- Occupations: Sportscaster, TV host, radio personality, news anchor, reporter
- Website: www.debcarson.com

= Deb Carson =

American radio and television personality and national sports anchor

Deb Carson is an American radio and television personality and national sports anchor for Fox Sports Radio. She currently anchors the network's National Sports Reports weekdays during The Dan Patrick Show, The Rich Eisen Show, and The Herd with Colin Cowherd . She was previously Co-Host of FSR's nationally syndicated morning drive show, "The Stephen A. Smith Show." Carson has been a frequent sports contributor to a variety of media outlets, including KFI's "The Bill Handel Show" and Premiere Networks' “America Now with Meghan McCain” and “America Now with Andy Dean,” for which she was named Outstanding Reporter/Correspondent at the 2012 Gracie Awards.

==Biography==

===Early life===

Carson attended Baylor University, earning a Bachelor of Business Administration degree. As a sophomore at Baylor, she became the first female student-sportscaster to broadcast a Southwest Conference game as part of the Baylor Baseball Broadcast Crew. She was also a member of Kappa Alpha Theta sorority.

===Early career===

After graduating from Baylor, Carson moved from Texas to Los Angeles, CA after accepting an offer from Merv Griffin Enterprises to join the producing staff of the hit game show Wheel of Fortune. In addition to her behind-the-scenes and contestant coordinator duties, she also served as Vanna White's stand-in. Carson was later chosen to Co-Host with Bob Eubanks on Wheel of Fortune Live, the live, touring version of the hit TV show.

Carson made a name for herself as a TV Host, Anchor and Reporter, working on a variety of News and Entertainment projects. She also crossed over into radio, anchoring News and Traffic for several radio stations throughout Southern California.

Beyond her radio and television broadcasting accomplishments, Carson has also appeared in numerous television shows and movies such as Lethal Weapon, Dexter, Desperate Housewives, The Mentalist, The Unit, Will & Grace, Ghost Whisperer, Evan Almighty, and many others.

* Tasks:
[1] Copy out everything in the Deb Carson biography from "Carson made a" down to "throughout Southern California.".
[2] Answer these from the Deb Carson biography:
(a) What degree did Carson earn at Baylor University?
(b) Whose stand-in did Carson serve as on Wheel of Fortune?
(c) What was Carson named at the 2012 Gracie Awards?
[3] Pick up the Deb Carson biography after its final sentence and write what comes next.

* Entries provided:
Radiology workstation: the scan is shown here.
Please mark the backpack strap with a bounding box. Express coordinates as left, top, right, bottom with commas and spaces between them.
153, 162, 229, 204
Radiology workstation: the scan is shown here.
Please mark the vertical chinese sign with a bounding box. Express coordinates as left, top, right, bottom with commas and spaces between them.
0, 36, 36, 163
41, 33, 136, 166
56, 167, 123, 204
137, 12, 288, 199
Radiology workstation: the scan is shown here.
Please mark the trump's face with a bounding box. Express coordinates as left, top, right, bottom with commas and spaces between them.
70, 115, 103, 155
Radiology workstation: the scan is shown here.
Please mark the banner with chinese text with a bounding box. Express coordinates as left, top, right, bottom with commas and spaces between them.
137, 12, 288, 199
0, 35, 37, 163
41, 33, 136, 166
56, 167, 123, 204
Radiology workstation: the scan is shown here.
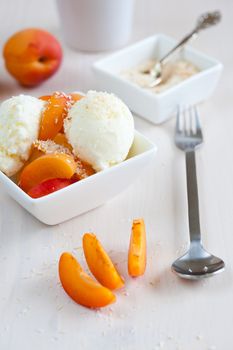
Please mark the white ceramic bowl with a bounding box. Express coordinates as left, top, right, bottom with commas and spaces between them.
0, 132, 157, 225
93, 34, 223, 124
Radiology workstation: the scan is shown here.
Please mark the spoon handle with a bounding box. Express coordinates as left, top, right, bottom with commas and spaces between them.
185, 150, 201, 242
159, 28, 198, 63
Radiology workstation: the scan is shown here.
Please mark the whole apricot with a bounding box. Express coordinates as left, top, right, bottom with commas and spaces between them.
3, 28, 62, 87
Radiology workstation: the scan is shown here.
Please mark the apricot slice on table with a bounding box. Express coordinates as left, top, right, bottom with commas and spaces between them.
128, 219, 146, 277
59, 253, 116, 308
28, 179, 75, 198
39, 92, 71, 141
19, 153, 77, 192
83, 233, 124, 290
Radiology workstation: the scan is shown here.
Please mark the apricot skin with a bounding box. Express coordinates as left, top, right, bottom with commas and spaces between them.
59, 253, 116, 308
3, 28, 62, 87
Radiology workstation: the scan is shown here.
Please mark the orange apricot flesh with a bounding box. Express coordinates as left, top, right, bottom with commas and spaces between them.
128, 219, 146, 277
19, 153, 77, 192
39, 92, 71, 141
59, 253, 116, 308
83, 233, 124, 290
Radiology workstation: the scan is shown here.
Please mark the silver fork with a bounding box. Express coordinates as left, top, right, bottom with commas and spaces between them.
172, 107, 225, 279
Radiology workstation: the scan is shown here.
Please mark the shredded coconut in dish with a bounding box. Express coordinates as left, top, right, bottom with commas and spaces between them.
121, 60, 199, 93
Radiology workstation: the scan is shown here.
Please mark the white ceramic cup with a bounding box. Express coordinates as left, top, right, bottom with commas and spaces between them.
57, 0, 134, 51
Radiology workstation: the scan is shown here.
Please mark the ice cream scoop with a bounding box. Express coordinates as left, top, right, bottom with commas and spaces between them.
64, 91, 134, 171
0, 95, 46, 176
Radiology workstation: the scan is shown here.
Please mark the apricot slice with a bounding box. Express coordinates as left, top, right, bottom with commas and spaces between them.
128, 219, 146, 277
28, 179, 75, 198
39, 92, 71, 141
19, 153, 77, 192
59, 253, 116, 308
83, 233, 124, 290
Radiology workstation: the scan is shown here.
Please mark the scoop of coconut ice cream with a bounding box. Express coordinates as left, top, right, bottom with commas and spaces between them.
0, 95, 46, 176
64, 91, 134, 171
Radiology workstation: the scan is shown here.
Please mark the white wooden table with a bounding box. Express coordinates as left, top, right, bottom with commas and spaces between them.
0, 0, 233, 350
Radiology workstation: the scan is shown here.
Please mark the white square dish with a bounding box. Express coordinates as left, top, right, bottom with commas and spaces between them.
0, 131, 157, 225
93, 34, 223, 124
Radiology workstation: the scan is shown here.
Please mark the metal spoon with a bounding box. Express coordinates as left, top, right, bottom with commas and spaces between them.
148, 11, 221, 87
172, 241, 225, 280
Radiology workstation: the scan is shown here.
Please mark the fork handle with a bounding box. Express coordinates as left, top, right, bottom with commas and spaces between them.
185, 150, 201, 242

* Per-task outputs:
[1]
Carson made a name for herself as a TV Host, Anchor and Reporter, working on a variety of News and Entertainment projects. She also crossed over into radio, anchoring News and Traffic for several radio stations throughout Southern California.

[2]
(a) A Bachelor of Business Administration degree.
(b) Vanna White's.
(c) Outstanding Reporter/Correspondent.

[3]
===Fox Sports Radio===

Carson returned to sports in 2006, joining Fox Sports Radio as a National Anchor and On-Air Personality. In addition to delivering breaking sports news and updates on scores from across the country, she also wrote and produced the popular weekend segments "All Entertainment News with Deb Carson," "Carson's Corner…Sports Headlines You May Have Missed," "Carson's Highlight Central," and "The Athlete Twitter Segment." Carson moved to weekday mornings in early 2010 to join Stephen A. Smith on his new FSR show. While co-hosting with Smith, her "Deb's News and Notes" segment became a listener favorite, highlighting the quirky and absurd stories of the day. Carson has consistently been referred to by co-hosts and listeners as "the voice of reason" throughout her career.

==Philanthropy==

Carson is an outspoken supporter of a variety of children's charities, including Boys & Girls Clubs of America and P.S. I Love You Foundation, a group that fosters educational and inspirational enrichment programs for at-risk kids in the Los Angeles area.

Deb also became an advocate in the fight to bring awareness to and find a cure for pancreatic cancer following her father's diagnosis in 2015. Carson wore purple every day during the month of November, Pancreatic Cancer Awareness Month, and posted a daily photo captioned with #PurpleForAPurpose on her social media accounts to bring attention to the disease. She continues to be a supporter of Hirshberg Foundation for Pancreatic Cancer Research and other groups searching to find early detection methods for the disease.